-- START Supplied entries --

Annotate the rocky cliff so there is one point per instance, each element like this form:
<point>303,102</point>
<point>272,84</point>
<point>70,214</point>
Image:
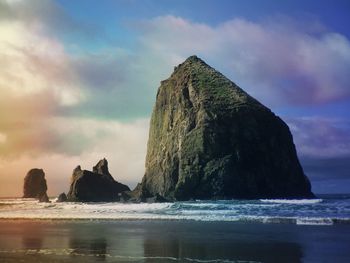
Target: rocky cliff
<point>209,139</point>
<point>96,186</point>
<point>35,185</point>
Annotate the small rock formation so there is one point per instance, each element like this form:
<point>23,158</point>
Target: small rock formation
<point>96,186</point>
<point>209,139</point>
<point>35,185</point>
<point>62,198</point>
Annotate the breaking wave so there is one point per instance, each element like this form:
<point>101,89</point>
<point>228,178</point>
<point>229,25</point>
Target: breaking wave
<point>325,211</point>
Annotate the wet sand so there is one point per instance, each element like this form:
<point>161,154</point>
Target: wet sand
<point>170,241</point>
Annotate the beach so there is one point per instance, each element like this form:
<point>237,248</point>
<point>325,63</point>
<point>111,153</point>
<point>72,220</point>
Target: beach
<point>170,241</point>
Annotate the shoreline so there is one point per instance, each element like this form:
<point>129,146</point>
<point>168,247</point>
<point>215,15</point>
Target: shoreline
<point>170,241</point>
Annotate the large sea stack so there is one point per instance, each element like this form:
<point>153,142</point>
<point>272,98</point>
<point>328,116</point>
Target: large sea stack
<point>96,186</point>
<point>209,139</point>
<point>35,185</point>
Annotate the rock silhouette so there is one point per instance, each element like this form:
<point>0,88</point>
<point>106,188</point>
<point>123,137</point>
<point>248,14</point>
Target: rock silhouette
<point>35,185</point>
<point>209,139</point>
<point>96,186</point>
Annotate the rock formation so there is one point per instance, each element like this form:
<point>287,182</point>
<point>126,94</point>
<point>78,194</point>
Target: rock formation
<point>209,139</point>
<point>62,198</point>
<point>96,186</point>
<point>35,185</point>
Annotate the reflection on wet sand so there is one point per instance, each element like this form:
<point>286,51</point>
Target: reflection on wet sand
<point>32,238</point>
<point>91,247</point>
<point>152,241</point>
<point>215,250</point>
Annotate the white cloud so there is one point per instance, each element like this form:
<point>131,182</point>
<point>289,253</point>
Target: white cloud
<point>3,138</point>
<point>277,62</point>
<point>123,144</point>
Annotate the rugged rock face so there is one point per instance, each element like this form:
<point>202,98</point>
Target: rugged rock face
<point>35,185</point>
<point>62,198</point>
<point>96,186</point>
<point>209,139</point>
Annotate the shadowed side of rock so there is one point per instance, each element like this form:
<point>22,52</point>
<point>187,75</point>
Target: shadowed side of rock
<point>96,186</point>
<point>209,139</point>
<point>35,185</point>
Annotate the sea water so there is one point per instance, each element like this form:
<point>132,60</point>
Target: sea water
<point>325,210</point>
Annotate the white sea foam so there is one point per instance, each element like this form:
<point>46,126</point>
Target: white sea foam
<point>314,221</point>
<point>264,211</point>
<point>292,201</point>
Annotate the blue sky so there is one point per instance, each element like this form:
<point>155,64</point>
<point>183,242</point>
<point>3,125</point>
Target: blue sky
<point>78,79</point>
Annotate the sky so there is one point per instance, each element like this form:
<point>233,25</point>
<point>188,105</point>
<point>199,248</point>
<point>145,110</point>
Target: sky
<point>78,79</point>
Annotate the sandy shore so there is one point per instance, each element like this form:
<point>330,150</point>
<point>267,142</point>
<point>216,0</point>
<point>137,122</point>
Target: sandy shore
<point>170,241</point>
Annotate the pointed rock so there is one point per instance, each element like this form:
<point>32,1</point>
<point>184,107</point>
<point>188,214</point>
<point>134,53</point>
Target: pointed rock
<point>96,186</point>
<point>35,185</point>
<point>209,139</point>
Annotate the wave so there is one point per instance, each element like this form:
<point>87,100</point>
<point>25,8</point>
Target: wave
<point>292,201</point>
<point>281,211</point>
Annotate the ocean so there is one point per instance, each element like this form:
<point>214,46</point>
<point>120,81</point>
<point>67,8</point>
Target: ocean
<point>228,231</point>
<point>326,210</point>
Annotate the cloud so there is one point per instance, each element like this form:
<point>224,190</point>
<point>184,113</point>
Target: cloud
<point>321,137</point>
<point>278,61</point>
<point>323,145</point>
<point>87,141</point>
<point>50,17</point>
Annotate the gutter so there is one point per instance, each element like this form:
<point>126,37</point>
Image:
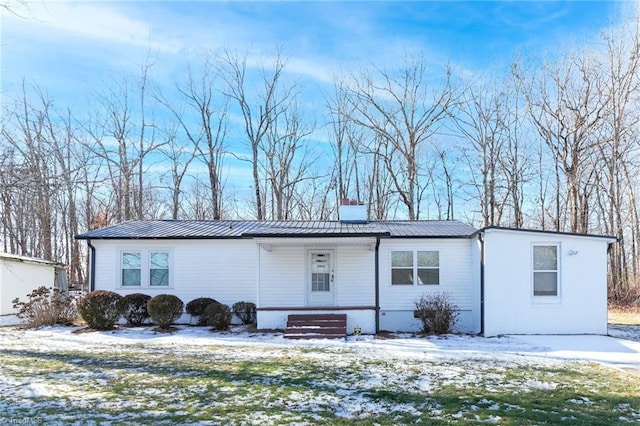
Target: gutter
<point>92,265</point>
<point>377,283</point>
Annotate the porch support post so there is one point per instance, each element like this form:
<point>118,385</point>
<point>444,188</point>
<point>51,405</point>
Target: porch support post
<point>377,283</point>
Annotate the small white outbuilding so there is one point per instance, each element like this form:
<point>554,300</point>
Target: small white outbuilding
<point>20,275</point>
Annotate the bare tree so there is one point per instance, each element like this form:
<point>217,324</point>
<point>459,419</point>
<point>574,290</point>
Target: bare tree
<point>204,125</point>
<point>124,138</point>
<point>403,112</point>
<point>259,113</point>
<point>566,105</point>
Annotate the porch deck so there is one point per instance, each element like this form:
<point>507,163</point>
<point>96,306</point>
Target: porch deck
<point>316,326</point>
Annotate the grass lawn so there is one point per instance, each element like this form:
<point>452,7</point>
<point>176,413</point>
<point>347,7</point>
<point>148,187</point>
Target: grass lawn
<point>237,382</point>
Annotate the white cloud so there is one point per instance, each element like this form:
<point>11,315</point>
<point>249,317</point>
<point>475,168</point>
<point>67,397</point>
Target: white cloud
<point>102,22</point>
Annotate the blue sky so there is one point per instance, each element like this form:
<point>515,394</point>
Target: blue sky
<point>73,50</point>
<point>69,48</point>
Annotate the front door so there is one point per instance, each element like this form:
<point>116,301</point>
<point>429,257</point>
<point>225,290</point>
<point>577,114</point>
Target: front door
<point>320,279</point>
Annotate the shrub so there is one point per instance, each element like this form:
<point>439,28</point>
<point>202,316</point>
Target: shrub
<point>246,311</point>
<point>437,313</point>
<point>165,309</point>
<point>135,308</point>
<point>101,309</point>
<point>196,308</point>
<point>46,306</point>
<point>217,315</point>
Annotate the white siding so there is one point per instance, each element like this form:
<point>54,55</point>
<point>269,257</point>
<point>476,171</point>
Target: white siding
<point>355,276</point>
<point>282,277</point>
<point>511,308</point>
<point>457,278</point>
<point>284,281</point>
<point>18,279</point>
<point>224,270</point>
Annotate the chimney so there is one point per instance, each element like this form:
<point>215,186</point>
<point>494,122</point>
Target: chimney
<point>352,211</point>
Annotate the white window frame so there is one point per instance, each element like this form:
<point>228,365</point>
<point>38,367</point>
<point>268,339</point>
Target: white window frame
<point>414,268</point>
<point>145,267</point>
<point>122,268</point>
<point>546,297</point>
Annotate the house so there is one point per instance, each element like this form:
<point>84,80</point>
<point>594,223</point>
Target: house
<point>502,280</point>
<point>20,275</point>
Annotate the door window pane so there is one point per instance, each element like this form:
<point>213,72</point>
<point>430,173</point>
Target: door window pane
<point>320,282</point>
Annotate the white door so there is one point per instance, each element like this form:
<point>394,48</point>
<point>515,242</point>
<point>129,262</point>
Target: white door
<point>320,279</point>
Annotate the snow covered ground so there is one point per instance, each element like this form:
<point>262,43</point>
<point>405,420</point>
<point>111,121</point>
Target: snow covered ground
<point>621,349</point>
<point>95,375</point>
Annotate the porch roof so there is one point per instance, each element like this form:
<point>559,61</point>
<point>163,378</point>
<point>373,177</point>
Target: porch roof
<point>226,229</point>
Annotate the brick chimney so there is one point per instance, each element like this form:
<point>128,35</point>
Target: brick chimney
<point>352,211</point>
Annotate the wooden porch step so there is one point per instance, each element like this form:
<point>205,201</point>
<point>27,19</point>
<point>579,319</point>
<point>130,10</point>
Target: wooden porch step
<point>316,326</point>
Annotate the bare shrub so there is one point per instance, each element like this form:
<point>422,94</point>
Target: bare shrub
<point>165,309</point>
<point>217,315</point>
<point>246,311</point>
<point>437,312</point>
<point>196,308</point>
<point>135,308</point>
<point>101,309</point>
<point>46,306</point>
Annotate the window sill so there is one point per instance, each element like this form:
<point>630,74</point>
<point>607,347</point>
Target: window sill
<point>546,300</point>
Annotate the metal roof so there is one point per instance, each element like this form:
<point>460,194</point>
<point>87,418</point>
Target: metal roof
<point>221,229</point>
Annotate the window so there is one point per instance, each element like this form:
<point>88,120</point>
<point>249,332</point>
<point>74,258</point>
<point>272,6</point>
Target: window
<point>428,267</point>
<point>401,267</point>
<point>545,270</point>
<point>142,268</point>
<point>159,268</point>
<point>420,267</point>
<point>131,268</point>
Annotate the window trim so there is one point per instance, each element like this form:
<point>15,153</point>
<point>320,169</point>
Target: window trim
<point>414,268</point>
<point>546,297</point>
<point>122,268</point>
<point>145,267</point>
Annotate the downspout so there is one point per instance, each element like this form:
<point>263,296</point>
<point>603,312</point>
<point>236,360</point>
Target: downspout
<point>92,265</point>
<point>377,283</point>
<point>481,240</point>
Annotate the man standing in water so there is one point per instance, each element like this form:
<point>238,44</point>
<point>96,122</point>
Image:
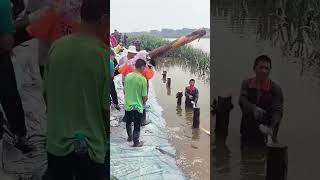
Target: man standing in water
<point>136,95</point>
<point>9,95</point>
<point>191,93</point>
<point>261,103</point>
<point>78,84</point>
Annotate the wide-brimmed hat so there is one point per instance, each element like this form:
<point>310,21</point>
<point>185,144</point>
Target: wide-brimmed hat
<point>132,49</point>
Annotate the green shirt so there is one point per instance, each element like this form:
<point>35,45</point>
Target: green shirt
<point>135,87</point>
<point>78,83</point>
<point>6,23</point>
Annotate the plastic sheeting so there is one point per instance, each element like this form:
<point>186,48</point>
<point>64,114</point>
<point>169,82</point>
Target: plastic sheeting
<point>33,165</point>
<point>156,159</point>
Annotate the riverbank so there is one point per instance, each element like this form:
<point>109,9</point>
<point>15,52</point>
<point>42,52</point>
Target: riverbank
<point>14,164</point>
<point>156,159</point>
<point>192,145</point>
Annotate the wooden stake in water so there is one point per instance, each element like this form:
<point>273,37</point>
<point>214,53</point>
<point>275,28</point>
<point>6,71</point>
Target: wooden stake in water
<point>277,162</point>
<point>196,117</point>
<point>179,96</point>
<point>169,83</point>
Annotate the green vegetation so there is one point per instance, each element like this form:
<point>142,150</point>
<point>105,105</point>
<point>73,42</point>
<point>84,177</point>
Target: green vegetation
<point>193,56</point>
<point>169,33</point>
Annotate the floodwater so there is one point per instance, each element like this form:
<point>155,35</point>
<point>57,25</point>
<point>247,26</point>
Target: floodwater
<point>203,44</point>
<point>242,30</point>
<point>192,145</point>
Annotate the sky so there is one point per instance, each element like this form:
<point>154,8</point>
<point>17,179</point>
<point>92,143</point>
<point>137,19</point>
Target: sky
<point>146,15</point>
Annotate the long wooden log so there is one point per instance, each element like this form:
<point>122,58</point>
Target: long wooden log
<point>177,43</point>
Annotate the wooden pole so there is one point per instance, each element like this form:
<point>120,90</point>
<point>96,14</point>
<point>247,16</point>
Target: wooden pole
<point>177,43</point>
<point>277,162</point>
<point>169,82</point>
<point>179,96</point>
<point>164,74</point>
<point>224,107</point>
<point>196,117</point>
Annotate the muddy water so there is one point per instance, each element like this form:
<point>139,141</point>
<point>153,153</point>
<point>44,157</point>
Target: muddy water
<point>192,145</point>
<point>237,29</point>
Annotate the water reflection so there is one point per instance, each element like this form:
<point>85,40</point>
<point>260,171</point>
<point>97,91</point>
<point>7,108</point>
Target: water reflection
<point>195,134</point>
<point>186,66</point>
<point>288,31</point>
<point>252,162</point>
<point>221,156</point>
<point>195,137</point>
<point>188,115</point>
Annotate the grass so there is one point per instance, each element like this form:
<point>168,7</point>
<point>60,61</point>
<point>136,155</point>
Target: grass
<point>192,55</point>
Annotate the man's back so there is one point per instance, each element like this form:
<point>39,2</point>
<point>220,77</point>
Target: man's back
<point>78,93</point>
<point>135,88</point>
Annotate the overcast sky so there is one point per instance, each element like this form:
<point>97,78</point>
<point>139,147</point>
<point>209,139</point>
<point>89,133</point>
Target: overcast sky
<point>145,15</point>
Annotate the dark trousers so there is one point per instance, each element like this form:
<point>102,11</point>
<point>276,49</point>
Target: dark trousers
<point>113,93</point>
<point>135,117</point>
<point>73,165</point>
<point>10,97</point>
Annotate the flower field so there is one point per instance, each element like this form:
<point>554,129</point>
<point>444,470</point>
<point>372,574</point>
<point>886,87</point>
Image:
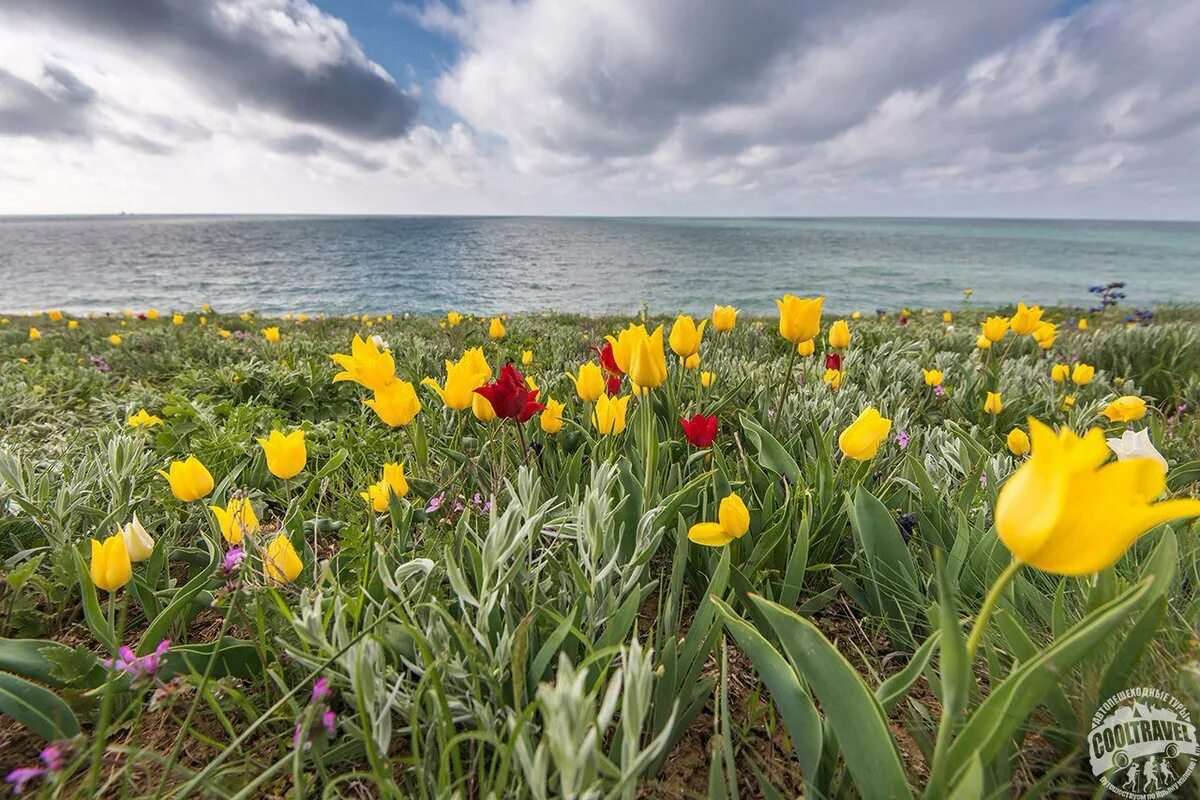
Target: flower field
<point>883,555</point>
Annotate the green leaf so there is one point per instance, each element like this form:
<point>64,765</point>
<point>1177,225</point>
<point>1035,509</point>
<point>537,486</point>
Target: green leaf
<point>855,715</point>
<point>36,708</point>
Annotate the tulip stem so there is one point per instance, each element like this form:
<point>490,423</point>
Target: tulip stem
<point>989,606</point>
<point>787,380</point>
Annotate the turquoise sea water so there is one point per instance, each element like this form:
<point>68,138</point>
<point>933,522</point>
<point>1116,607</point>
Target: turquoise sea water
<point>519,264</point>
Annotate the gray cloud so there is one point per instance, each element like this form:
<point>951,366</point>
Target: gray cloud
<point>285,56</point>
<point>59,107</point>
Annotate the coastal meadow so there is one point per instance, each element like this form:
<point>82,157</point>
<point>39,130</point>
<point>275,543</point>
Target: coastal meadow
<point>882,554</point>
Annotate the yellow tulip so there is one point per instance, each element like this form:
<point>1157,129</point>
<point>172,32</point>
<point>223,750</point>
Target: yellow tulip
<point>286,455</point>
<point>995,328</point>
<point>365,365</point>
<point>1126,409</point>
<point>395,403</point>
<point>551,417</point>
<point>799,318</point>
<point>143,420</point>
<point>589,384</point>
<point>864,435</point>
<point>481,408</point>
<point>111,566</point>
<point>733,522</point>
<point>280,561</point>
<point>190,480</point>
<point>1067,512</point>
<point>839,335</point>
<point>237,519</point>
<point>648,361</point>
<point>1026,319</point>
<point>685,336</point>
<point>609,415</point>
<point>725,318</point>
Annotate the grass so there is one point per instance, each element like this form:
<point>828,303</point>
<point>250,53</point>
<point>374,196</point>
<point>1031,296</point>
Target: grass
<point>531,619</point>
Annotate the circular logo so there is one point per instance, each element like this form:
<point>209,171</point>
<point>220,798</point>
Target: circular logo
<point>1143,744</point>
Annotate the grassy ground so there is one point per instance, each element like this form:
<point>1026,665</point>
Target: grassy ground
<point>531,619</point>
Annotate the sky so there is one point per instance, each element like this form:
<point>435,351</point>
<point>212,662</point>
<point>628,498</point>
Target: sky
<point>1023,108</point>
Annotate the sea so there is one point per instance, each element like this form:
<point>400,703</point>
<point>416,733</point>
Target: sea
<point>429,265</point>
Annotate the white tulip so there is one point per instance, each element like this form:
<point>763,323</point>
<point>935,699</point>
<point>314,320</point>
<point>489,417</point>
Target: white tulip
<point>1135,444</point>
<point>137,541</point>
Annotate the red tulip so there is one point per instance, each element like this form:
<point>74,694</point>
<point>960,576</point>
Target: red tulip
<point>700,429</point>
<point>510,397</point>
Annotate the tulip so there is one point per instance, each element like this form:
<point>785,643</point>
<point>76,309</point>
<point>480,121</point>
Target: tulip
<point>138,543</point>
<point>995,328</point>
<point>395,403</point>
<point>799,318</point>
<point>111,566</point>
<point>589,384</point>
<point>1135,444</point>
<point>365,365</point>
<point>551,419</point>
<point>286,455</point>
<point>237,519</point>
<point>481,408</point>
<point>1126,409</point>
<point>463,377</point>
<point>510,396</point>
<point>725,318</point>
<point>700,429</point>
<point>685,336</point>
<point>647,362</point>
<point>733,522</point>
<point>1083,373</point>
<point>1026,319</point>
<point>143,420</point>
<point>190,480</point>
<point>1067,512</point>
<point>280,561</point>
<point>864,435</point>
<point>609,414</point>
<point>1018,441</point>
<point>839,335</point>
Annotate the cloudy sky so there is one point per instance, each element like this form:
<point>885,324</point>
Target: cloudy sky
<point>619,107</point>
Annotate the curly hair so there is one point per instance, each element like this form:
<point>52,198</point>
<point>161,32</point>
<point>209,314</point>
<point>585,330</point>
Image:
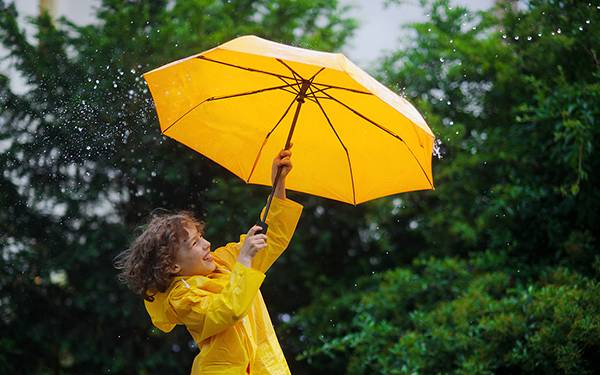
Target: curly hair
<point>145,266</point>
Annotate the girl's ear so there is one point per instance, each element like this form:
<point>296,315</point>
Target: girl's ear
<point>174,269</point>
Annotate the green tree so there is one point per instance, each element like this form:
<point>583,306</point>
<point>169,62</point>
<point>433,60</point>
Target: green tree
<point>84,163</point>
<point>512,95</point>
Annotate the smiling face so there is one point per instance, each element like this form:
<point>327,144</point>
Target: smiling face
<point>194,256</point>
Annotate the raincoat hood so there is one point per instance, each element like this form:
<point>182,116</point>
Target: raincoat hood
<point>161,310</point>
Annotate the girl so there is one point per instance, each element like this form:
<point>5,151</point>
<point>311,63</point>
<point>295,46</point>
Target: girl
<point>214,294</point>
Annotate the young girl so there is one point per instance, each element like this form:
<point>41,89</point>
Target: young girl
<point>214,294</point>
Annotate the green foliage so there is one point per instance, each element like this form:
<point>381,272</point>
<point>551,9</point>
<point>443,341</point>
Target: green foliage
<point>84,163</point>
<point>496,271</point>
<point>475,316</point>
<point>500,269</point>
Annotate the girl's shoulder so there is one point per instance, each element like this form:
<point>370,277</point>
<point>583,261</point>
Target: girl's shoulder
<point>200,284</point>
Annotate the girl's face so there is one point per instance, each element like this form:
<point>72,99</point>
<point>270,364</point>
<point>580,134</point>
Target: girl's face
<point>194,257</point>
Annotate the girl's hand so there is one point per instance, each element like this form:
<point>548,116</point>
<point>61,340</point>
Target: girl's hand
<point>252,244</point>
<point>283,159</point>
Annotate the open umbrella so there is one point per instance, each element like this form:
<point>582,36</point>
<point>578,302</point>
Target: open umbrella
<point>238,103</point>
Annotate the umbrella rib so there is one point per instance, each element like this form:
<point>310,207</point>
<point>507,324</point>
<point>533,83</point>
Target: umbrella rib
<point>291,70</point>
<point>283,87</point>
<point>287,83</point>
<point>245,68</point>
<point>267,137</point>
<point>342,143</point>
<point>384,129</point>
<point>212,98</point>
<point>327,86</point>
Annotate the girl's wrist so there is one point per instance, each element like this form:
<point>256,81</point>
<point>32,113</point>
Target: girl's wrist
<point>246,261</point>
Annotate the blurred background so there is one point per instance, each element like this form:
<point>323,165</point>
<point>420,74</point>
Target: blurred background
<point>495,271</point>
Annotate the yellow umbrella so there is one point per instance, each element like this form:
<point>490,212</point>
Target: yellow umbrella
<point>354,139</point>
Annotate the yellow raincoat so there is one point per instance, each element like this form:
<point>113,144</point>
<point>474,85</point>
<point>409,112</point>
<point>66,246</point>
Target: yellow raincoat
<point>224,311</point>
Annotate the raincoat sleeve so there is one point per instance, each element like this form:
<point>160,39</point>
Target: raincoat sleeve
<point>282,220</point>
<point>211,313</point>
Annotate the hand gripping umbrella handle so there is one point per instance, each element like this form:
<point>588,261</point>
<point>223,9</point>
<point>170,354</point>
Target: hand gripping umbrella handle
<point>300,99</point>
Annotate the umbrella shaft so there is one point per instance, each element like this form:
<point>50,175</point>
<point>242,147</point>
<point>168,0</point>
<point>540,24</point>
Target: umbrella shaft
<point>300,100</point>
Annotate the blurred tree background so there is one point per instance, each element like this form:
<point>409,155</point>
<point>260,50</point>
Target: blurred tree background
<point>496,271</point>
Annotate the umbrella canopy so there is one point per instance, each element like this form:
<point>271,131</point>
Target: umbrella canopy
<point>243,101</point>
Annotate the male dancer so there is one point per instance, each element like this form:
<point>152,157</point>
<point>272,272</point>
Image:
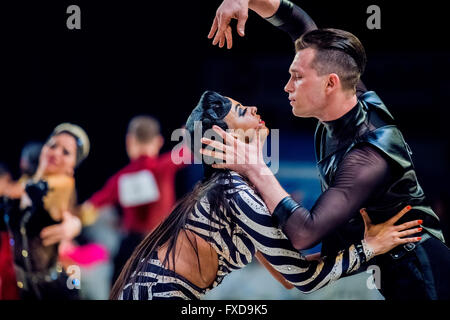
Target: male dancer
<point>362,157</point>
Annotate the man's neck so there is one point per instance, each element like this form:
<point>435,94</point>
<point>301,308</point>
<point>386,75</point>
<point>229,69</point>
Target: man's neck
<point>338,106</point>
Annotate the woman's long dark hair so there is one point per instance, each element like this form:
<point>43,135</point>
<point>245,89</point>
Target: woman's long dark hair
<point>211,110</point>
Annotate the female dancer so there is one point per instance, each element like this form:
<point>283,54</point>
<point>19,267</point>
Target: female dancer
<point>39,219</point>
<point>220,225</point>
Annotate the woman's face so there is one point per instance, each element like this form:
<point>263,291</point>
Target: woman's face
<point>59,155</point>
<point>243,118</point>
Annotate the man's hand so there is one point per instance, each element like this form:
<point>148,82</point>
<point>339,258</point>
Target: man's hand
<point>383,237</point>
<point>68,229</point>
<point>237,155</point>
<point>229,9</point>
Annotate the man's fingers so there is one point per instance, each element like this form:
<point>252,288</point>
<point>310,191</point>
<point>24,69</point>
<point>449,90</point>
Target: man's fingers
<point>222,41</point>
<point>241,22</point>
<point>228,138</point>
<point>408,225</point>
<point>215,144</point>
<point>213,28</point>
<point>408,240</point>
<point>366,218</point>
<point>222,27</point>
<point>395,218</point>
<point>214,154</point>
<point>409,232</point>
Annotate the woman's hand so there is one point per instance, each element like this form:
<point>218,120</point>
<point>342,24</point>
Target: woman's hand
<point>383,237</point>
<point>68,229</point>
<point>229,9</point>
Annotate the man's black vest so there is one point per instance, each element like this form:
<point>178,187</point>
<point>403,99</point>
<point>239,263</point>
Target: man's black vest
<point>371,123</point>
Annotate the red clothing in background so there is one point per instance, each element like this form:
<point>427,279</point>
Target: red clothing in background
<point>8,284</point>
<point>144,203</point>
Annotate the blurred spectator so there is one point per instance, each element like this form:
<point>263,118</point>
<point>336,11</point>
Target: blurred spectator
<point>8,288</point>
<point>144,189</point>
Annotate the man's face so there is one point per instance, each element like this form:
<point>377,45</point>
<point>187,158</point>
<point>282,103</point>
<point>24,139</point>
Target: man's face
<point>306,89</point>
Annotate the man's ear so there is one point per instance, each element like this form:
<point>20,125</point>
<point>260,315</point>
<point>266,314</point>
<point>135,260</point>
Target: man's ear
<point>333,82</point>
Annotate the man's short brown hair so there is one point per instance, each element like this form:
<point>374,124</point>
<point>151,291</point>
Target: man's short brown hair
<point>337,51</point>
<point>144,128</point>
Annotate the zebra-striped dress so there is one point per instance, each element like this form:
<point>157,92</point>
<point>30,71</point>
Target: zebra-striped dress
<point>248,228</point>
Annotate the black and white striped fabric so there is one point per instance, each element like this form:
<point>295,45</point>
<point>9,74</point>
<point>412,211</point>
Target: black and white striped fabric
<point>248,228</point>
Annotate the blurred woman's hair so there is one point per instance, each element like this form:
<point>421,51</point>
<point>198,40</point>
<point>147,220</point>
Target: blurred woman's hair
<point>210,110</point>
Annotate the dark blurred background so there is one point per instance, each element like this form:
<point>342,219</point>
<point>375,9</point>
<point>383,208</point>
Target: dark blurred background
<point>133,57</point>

-- END Supplied entries --

■ **What the task requires**
Starting at the line that contains "Annotate the blurred woman's" and ending at the last line of the listing, write those lines out again with "background" swapped for "backdrop" and everything else left the same.

■ **Solution to this task**
Annotate the blurred woman's hair so there is one point per instance, each element like this form:
<point>421,51</point>
<point>198,40</point>
<point>147,220</point>
Target: blurred woman's hair
<point>210,110</point>
Annotate the dark blurred backdrop so there is one point per instance, each element like this form:
<point>342,219</point>
<point>375,9</point>
<point>383,208</point>
Target: dark blurred backdrop
<point>133,57</point>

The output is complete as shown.